● **Problem to work on**: Please report every line below that contains the word "would", copying each such line in full.

● **Given records**:
^^^^^^^^
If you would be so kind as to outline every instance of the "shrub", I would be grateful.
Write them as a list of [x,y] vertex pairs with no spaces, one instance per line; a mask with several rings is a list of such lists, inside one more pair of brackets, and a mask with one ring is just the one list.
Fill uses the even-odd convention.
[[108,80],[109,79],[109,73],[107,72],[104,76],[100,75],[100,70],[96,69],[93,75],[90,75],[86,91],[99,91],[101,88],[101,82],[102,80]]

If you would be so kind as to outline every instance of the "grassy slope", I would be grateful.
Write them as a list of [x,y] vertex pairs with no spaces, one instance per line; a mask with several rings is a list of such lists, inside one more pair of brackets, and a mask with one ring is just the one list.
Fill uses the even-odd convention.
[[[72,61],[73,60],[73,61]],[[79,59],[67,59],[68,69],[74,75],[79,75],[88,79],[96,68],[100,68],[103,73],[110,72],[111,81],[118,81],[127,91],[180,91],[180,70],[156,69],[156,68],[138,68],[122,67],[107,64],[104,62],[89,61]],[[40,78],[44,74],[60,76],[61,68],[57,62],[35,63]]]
^^^^^^^^
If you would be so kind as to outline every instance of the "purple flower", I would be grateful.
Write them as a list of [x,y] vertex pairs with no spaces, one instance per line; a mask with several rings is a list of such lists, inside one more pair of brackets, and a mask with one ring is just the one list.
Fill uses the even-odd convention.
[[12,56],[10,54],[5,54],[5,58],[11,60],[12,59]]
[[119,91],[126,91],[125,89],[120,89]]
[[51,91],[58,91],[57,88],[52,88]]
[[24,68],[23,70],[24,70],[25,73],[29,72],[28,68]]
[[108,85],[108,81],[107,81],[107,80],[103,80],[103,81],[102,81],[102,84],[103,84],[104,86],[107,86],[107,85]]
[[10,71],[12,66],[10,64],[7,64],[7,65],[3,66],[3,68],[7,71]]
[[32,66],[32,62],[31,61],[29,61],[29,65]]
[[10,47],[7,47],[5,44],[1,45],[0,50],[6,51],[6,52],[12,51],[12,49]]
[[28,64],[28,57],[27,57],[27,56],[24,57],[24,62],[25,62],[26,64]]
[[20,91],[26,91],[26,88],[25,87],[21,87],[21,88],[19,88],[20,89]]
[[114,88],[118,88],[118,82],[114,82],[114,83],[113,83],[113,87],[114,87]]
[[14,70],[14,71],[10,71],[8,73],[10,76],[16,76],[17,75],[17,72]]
^^^^^^^^
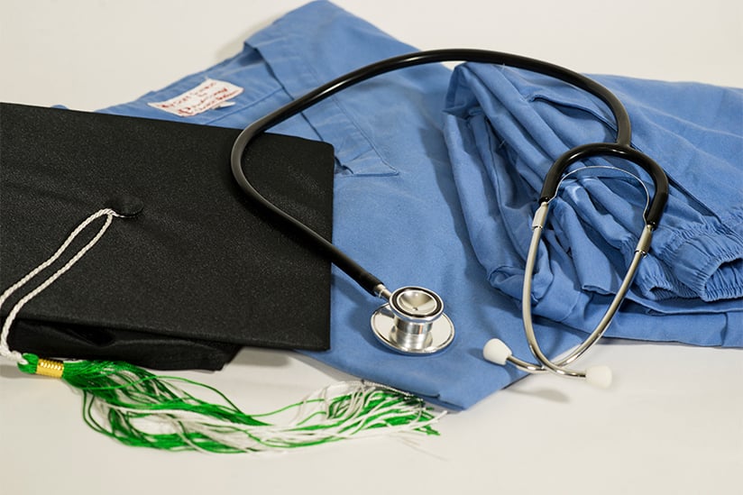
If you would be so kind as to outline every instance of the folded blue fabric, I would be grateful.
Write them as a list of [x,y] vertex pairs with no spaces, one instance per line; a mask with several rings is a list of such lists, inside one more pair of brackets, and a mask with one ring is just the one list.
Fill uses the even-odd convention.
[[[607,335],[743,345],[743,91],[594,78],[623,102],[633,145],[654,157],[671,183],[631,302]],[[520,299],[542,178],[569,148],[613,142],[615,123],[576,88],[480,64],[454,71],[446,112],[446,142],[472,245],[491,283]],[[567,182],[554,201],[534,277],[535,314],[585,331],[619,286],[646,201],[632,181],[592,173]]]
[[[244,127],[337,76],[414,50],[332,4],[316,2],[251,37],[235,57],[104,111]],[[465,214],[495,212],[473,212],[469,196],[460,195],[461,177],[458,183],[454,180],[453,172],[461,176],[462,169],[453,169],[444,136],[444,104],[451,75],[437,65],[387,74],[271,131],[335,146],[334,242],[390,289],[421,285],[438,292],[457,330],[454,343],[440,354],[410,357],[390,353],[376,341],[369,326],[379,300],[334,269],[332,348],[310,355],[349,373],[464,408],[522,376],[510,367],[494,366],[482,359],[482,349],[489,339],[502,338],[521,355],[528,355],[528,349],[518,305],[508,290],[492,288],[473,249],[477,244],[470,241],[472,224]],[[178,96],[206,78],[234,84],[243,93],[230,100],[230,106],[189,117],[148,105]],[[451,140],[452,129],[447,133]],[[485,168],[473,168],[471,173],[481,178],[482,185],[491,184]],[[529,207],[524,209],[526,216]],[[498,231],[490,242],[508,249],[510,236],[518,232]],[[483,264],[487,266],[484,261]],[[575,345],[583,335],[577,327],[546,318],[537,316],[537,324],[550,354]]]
^^^^^^^^
● **Full output**:
If you would be so kind as to outline every instance of the "shrub", I would be grateful.
If you would be so kind as to outline every instance of the "grassy slope", I would be grateful.
If you would be so kind as to outline every instance of the "purple flower", I would be grateful.
If you would be so kind as to outline every instance of the folded blue fabric, I would be grateful.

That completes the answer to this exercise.